### JOB A
Decide whether each statement below agrees with the season finale review, answering yes or no and quoting the deciding words of the review: (i) the line that gives the finale its title is spoken midway through the hour; (ii) Daniel has great patience for Louis's performance of grief; (iii) Louis was left in a rock-filled coffin.

### GIVEN TEXT
Interview With The Vampire season 2 finale: A sumptuously riveting hour of television
Jacob Anderson as Louis De Point Du Lac Photo: AMC Network Entertainment LLC

The line that gives this season finale its title—“And That’s The End of It. There’s Nothing Else”—is said midway through this sumptuously riveting hour of television. That means the very ending which Armand and Louis feel so satisfied in telling Daniel is, quite obviously, not the end of “it.” There’s actually plenty more. For the story of these various vampires was never going to be as neatly tied together as it first appeared.

So let’s start with that initial ending. “Claudia was dead. I could feel it.” That’s where we begin: with Louis unable to hide the grief he was feeling all those decades earlier. For it’s a grief he’s neve r been able to escape. And left as he was in a rock-filled coffin for who knows how long, he had plenty of time to stew in those melancholy feelings. As always, though, Daniel has little patience for this put-upon performance: He’s interested in knowing how Armand was able to eventually free his beloved from that cruel punishment.

### Dataset rows
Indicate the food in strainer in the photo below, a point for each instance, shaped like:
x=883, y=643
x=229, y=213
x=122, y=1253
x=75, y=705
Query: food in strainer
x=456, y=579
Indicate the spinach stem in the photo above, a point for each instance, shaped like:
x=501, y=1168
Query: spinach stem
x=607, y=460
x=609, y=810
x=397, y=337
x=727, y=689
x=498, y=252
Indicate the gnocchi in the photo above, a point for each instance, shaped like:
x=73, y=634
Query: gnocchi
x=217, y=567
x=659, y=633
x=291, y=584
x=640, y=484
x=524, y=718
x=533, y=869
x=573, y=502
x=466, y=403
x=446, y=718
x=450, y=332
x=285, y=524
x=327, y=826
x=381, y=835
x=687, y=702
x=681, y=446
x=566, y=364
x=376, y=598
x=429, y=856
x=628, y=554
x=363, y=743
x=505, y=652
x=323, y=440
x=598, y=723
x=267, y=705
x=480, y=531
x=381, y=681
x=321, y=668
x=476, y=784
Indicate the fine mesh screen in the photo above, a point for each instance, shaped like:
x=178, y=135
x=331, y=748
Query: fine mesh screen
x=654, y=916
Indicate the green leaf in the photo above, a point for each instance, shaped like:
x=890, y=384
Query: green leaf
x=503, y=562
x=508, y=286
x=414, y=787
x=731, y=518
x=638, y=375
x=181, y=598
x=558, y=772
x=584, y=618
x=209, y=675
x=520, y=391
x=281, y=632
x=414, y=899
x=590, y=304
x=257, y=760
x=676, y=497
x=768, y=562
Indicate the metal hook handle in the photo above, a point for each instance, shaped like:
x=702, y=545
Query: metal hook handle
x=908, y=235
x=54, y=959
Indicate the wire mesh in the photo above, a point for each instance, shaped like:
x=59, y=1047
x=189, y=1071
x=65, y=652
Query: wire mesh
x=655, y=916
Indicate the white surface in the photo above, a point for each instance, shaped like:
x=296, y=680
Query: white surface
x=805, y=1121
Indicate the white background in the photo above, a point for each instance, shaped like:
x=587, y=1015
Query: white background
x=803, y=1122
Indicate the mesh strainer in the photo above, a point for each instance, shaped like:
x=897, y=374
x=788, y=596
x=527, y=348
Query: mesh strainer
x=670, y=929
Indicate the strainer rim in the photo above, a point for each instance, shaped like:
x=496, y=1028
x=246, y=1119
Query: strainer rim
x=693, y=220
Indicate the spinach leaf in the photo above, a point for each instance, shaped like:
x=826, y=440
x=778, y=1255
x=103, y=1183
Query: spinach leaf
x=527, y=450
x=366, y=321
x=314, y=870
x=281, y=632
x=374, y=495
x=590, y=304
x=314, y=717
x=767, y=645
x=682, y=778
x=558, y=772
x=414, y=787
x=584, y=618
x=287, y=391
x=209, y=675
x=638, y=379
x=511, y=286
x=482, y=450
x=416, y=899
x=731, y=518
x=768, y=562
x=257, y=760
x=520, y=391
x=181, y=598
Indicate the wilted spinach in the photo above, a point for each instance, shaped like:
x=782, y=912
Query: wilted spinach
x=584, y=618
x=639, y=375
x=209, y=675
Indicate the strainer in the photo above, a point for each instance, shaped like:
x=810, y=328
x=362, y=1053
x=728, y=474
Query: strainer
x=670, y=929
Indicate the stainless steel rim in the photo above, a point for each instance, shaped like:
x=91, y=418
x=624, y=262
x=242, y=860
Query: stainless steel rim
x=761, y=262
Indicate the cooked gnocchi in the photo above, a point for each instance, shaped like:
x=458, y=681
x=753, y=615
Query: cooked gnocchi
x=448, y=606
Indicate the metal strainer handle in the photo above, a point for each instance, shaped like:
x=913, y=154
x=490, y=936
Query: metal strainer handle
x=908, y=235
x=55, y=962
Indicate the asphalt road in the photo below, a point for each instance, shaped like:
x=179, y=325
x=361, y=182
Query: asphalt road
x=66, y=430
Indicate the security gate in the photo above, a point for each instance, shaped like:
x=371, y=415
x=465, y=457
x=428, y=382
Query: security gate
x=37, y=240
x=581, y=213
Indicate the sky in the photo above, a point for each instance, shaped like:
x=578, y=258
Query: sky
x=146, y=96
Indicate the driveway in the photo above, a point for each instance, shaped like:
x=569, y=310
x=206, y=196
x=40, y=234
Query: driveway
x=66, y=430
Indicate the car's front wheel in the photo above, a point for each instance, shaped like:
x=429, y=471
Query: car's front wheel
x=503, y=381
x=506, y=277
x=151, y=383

### JOB B
Return every line of the records containing the string "wire". Case counts.

### FULL ANSWER A
(i) Yes: "is said midway through this sumptuously riveting hour of television."
(ii) No: "Daniel has little patience for this put-upon performance."
(iii) Yes: "left as he was in a rock-filled coffin for who knows how long."

### FULL ANSWER B
Indicate the wire mesh in the photo above, a point for each instance, shaped like:
Query: wire mesh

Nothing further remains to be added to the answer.